What you should do -> If a line in the listing includes the word "hazy", copy it out.

Exercise materials ->
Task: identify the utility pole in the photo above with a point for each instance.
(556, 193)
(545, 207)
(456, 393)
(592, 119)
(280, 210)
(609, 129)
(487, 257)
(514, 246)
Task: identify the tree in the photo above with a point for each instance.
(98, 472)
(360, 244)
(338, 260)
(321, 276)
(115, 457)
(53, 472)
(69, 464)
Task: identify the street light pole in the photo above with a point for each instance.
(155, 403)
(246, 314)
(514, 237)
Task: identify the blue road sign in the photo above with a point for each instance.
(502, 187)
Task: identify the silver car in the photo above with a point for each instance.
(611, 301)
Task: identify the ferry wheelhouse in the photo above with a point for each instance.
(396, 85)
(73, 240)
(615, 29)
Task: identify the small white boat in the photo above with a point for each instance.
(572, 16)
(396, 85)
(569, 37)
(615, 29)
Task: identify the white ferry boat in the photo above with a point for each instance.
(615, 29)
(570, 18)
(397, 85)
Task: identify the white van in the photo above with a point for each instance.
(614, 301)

...

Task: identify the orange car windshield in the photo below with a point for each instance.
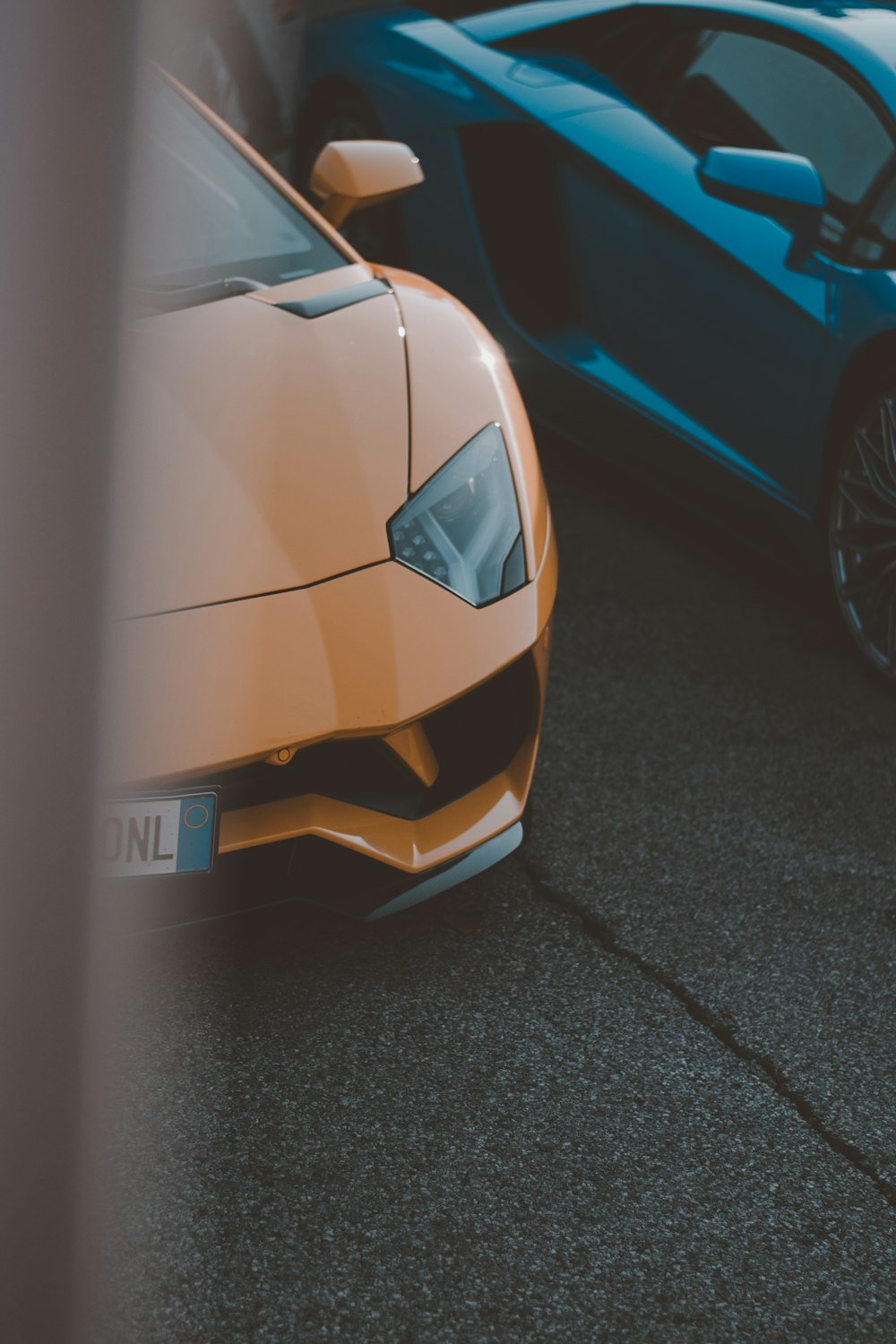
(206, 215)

* * *

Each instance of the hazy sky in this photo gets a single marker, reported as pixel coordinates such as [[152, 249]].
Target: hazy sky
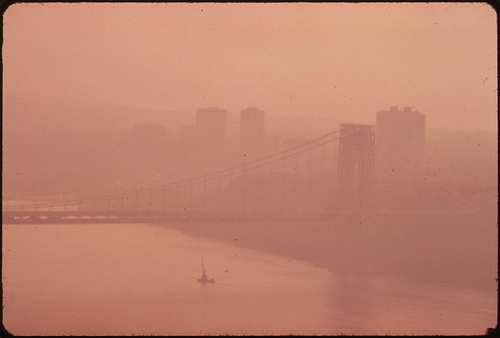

Exercise response ->
Each instance of the hazy sky in this photo gets a single marker, reported as pixel coordinates such as [[152, 249]].
Target: hazy sky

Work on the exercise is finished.